| TO DO |
Line by line, reproduce the records exactly.
EXERCISE INPUTS: Begin
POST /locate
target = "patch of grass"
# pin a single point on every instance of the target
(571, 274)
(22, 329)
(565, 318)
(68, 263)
EXERCISE INPUTS: End
| YOUR RESPONSE |
POST /locate
target = "patch of grass"
# pin a single point on every instance of the target
(571, 274)
(22, 329)
(565, 318)
(68, 263)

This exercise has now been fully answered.